Another Trump administration objective is to ensure that no country acts as a “currency manipulator.” This has less to do with the actions of the other NAFTA members than at creating a mechanism for the US to advance its aggressive economic demands against Beijing and Berlin. During the presidential election campaign, Trump repeatedly denounced China as a “currency manipulator.” In recent months he has joined his chief economic adviser Peter Navarro in excoriating Germany for its large trade surplus and accusing it of benefiting unfairly from the “low-value” Euro currency.
The first six months of the Trump administration have witnessed a sharp increase in protectionism internationally. In March, in what amounted to a further breakdown of the US-led system of world trade established in the post-war era, Treasury Secretary Stephen Mnuchin prevailed on his counterparts at a G-20 finance ministers’ meeting to drop a commitment to combat protectionism from the meeting’s final communique. Since the 2008 world financial crash, the reaffirmation of this commitment had been seen as essential in avoiding a reversion to the beggar-thy-neighbour policies that exacerbated the Great Depression of the 1930s.
In April, Trump initiated steps toward slapping high tariffs on US steel imports under a rarely used 1962 law which allows the president to block imports that undermine national security. While this measure would chiefly hit China, European countries, led by Germany, have reacted angrily and are threatening to adopt counter-measures.
Soon after, White House leaks revealed that Trump was on the verge of announcing Washington’s impending withdrawal from NAFTA. Only after frantic lobbying by leading US business representatives, Canadian Prime Minister Justin Trudeau and Mexican President Enrique Peña Nieto did Trump agree not to launch the NAFTA “renegotiation” by threatening to blow up the 23-year-old trade bloc.
However, US officials continue to use bellicose imagery in discussing their approach to the talks and Lighthizer’s objectives document bluntly states that no deal, i.e. NAFTA’s collapse, would be better than a bad deal.

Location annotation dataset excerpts

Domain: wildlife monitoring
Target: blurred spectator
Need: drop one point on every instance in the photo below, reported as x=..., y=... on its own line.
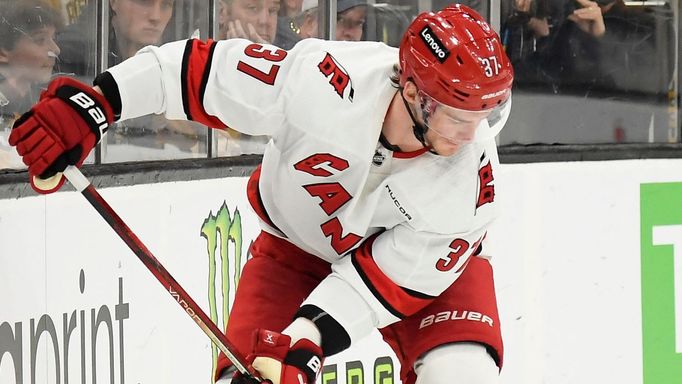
x=255, y=20
x=350, y=21
x=28, y=53
x=134, y=25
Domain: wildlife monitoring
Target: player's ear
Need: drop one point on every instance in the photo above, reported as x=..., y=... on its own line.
x=4, y=56
x=410, y=92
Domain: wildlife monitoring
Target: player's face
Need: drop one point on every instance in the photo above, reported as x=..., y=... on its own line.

**Work instructions:**
1. Transcribe the part of the NAFTA passage starting with "In April, Trump" and going on through "23-year-old trade bloc.".
2. Do these statements agree with the NAFTA passage? Answer yes or no for each, quoting the words of the passage that decide it. (a) At the March G-20 finance ministers' meeting, a commitment to combat protectionism was dropped from the final communique. (b) The 1962 law behind the steel tariff steps is described as frequently used. (c) Lighthizer's objectives document states that no deal would be worse than a bad deal.
These records were taken from a separate source.

**Worked answers:**
1.
In April, Trump initiated steps toward slapping high tariffs on US steel imports under a rarely used 1962 law which allows the president to block imports that undermine national security. While this measure would chiefly hit China, European countries, led by Germany, have reacted angrily and are threatening to adopt counter-measures.
Soon after, White House leaks revealed that Trump was on the verge of announcing Washington’s impending withdrawal from NAFTA. Only after frantic lobbying by leading US business representatives, Canadian Prime Minister Justin Trudeau and Mexican President Enrique Peña Nieto did Trump agree not to launch the NAFTA “renegotiation” by threatening to blow up the 23-year-old trade bloc.

2.
(a) Yes: "to drop a commitment to combat protectionism from the meeting’s final communique"
(b) No: "a rarely used 1962 law"
(c) No: "no deal, i.e. NAFTA’s collapse, would be better than a bad deal"